[Task objective] Render the items as a numbered list, starting at the top and ending with the line that contains "[[1025, 83, 1200, 325], [896, 278, 937, 379]]". Include both ends and omit blank lines.
--- Start Given data ---
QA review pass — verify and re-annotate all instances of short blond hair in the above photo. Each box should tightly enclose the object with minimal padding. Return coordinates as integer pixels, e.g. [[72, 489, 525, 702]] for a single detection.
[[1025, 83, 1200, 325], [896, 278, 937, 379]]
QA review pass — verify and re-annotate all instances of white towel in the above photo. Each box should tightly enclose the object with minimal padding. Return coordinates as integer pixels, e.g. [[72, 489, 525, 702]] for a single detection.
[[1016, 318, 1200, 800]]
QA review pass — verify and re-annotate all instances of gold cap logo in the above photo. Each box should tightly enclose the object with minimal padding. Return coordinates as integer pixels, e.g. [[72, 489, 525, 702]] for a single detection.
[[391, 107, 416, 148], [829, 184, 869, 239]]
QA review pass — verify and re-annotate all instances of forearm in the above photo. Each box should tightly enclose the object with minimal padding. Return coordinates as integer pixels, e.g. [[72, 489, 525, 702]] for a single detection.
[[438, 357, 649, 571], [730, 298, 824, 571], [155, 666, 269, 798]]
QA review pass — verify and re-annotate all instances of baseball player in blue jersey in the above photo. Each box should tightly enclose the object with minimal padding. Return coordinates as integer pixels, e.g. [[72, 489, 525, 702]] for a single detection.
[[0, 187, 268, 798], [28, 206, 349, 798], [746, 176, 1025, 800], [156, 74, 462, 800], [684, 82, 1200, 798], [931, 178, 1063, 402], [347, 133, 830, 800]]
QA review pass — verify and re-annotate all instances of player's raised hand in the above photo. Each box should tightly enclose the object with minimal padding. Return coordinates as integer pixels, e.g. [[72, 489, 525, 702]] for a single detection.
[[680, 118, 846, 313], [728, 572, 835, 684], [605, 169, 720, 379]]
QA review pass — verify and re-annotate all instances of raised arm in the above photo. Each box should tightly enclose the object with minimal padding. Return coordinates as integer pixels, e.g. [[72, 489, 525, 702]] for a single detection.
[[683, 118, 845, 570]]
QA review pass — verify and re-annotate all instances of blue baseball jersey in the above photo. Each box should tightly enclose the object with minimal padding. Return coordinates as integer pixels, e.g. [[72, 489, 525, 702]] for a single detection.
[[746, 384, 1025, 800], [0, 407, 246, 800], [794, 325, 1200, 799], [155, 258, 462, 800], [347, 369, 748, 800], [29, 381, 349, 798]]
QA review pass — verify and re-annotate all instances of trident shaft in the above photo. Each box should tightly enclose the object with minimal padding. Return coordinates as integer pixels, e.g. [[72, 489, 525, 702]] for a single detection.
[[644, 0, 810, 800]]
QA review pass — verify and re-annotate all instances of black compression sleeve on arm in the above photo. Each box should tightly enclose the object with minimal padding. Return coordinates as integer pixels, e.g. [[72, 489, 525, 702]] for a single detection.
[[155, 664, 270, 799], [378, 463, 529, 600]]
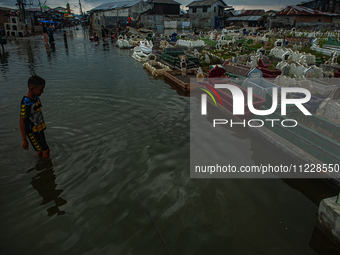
--- End Given data ---
[Answer to this problem]
1. QA review pass — verify and re-annotate all instances of short blond hair in the above photo. Each box should tightly enclose the object with minimal padding. Return coordinates as integer pixels, e.g. [[72, 489, 525, 702]] for a single detection.
2. [[1025, 83, 1200, 325], [896, 278, 937, 379]]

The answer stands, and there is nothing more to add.